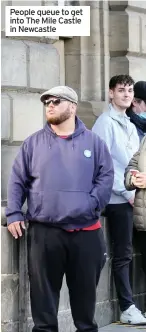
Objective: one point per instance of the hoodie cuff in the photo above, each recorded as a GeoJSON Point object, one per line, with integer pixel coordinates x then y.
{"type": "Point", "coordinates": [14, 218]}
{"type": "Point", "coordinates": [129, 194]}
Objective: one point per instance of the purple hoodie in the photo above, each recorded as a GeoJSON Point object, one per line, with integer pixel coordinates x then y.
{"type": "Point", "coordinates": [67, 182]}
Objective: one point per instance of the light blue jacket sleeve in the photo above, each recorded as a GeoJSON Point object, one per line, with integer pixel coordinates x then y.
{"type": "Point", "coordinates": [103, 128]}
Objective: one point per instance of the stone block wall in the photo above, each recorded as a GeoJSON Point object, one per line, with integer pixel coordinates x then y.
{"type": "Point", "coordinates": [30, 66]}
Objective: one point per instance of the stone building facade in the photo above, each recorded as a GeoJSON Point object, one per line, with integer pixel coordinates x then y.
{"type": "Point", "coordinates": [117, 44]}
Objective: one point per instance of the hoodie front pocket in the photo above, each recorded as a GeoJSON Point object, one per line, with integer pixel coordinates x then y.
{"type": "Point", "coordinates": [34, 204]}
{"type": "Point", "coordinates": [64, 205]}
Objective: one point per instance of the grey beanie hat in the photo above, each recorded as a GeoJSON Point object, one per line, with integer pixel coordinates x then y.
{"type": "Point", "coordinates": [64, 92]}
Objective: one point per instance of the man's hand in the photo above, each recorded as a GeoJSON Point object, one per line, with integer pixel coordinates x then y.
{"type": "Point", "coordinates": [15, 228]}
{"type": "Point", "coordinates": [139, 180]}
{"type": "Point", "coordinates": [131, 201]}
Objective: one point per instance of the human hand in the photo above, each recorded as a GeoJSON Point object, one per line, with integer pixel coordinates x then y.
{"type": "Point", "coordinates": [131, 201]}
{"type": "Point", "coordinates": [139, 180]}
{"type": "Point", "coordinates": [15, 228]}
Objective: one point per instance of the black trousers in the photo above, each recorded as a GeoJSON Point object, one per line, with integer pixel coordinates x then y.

--

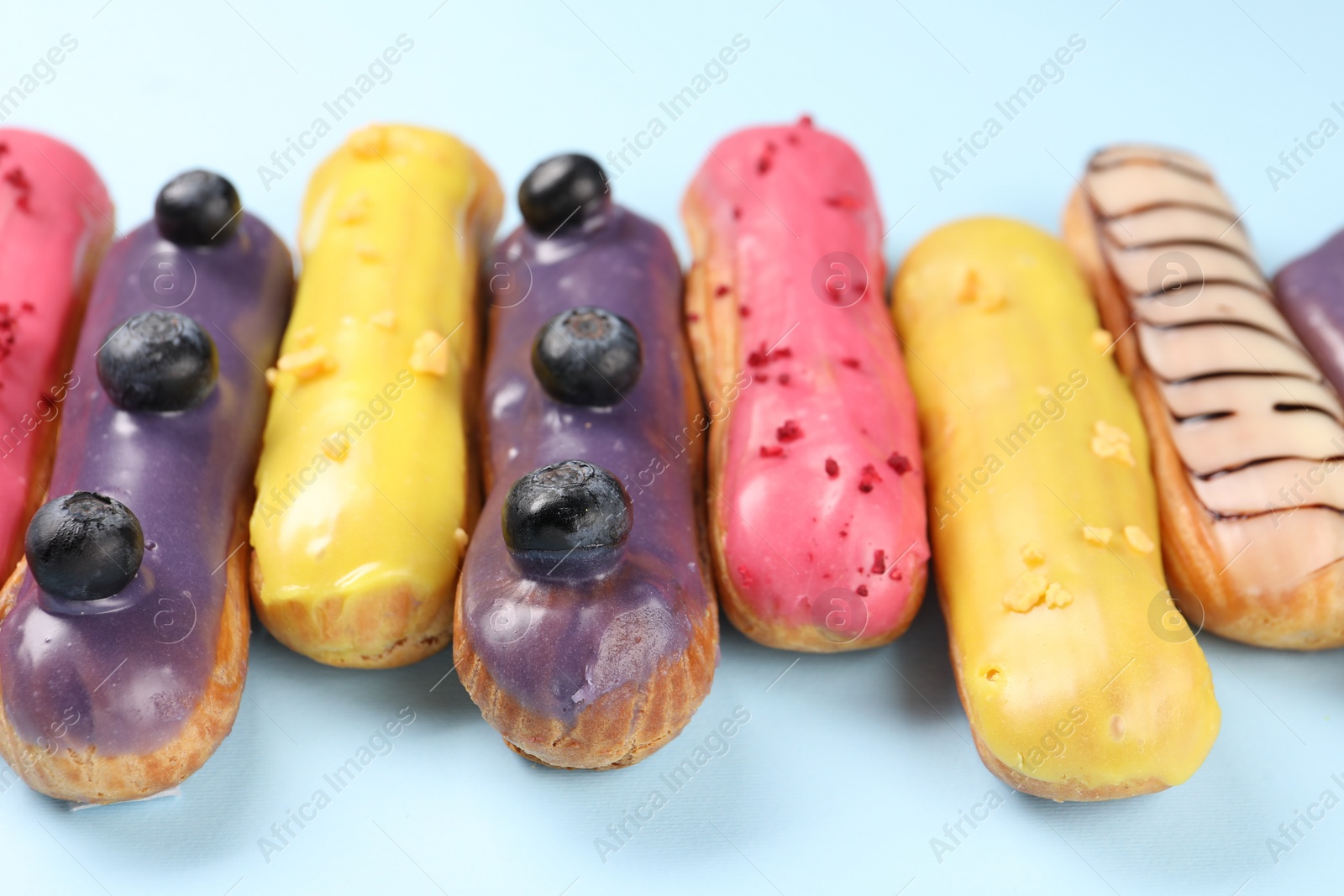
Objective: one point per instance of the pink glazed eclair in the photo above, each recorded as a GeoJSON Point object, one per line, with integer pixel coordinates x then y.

*REQUEST*
Select every line of the records above that contains the word "pink", and treat uppercase and lowercase as different.

*SOLUTION TO THE PROBLEM*
Objective: one point per instance of the pink glazed eclair in the photo above, each recorded as a GeoJSON Point object, one per line, with integer pixel coordinates x then y.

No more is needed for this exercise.